**Exercise details:** Return, from the material below, each line in which the word "blade" is present.

↓

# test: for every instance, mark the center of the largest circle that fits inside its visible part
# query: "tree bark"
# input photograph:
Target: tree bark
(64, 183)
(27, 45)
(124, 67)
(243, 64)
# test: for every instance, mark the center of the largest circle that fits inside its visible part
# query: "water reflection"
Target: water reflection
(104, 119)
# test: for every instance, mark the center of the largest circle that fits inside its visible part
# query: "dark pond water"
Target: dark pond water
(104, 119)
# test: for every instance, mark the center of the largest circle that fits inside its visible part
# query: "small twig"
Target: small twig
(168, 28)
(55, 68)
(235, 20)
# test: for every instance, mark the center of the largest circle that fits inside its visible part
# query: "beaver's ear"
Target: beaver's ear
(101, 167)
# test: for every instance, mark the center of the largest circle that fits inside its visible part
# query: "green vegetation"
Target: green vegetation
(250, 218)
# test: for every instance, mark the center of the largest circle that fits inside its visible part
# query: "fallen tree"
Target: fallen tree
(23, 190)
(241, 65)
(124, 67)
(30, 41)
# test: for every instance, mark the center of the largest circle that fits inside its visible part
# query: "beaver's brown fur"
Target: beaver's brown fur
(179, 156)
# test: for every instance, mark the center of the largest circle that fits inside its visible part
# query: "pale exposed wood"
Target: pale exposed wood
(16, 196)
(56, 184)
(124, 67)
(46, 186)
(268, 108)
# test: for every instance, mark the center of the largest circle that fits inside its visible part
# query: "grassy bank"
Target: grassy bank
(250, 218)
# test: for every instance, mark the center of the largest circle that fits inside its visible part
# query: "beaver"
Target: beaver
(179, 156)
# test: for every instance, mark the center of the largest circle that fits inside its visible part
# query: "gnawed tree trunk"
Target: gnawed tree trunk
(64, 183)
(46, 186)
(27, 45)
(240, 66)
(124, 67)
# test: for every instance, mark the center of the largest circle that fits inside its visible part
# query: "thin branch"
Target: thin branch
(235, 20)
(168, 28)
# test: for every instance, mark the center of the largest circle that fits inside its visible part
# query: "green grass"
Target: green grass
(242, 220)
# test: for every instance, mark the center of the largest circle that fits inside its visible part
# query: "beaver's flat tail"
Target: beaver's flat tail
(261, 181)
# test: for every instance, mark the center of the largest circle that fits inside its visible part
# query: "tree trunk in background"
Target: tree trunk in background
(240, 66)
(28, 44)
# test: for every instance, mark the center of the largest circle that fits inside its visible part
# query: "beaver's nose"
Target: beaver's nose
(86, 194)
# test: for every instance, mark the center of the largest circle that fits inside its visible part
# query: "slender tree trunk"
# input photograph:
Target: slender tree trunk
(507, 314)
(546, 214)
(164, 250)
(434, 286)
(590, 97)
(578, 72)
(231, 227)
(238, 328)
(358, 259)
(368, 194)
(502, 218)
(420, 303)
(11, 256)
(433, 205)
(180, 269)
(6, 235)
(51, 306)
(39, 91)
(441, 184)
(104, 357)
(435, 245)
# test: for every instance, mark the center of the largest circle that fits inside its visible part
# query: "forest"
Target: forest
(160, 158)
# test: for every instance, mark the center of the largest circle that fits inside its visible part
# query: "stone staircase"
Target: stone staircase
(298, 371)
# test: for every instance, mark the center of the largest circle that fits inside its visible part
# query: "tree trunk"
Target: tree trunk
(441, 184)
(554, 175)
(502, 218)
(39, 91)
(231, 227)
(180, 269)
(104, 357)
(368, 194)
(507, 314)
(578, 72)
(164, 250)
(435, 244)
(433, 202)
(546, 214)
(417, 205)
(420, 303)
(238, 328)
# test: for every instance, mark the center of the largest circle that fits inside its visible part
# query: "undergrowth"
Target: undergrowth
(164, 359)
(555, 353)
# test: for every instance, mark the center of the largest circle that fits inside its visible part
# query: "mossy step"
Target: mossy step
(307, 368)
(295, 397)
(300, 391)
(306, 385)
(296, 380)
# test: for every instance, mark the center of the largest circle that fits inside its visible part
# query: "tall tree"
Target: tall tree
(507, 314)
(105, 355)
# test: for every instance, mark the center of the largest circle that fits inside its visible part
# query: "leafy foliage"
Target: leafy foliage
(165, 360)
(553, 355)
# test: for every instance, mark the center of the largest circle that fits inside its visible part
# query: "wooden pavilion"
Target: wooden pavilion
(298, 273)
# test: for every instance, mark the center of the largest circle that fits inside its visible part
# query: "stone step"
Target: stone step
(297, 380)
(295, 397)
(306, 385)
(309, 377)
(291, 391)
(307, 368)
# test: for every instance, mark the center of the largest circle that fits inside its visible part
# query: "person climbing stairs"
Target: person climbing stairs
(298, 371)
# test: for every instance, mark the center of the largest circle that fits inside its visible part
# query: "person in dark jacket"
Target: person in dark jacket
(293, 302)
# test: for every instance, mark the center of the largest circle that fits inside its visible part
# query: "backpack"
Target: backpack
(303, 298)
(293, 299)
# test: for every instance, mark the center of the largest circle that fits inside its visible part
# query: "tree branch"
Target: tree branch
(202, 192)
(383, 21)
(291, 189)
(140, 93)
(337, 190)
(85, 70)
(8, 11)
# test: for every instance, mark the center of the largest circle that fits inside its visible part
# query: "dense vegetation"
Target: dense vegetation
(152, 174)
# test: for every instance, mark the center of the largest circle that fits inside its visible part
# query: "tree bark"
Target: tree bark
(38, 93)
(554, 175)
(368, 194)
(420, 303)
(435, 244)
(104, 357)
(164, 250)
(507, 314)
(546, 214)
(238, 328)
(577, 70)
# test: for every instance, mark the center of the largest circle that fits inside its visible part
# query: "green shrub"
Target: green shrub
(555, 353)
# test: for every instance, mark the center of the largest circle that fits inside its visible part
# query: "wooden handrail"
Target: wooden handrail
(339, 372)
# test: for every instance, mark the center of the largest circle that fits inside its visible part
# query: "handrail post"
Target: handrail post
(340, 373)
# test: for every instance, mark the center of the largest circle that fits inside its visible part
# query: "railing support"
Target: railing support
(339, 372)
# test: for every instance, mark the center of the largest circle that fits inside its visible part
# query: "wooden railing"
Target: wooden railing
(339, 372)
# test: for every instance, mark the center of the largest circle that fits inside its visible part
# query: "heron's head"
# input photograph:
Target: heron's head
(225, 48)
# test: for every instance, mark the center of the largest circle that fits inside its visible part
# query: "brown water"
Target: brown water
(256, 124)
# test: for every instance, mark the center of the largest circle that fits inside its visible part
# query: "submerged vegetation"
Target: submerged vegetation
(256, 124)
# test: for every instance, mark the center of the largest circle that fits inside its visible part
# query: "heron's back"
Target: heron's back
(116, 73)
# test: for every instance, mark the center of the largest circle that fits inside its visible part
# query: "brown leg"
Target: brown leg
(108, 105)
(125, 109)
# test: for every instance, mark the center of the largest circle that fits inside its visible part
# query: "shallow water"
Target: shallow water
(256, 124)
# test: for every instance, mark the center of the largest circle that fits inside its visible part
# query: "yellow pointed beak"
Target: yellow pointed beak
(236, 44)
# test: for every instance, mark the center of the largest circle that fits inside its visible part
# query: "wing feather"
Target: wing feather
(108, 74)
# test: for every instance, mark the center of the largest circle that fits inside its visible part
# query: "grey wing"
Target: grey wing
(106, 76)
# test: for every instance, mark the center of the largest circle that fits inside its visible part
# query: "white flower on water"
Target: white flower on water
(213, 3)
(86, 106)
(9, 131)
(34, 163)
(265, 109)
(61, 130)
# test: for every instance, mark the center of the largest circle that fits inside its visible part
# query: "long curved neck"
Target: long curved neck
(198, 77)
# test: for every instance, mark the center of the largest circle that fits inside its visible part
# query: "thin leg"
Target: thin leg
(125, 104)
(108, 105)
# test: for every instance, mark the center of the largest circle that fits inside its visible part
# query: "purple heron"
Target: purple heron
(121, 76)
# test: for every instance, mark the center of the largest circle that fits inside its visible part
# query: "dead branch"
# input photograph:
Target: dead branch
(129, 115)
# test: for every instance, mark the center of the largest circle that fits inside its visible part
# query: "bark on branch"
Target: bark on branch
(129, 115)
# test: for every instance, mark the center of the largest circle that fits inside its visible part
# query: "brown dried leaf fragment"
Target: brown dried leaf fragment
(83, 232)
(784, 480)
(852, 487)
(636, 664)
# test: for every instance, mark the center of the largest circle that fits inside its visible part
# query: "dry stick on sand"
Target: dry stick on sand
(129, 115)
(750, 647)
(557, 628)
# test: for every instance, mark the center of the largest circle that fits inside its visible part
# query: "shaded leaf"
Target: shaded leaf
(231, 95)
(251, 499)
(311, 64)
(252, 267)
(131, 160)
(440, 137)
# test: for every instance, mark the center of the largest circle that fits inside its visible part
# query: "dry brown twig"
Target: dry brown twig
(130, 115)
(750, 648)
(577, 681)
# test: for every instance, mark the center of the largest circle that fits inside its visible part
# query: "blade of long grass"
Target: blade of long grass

↑

**Exercise solution:**
# query: "blade of long grass"
Target: blade of long grass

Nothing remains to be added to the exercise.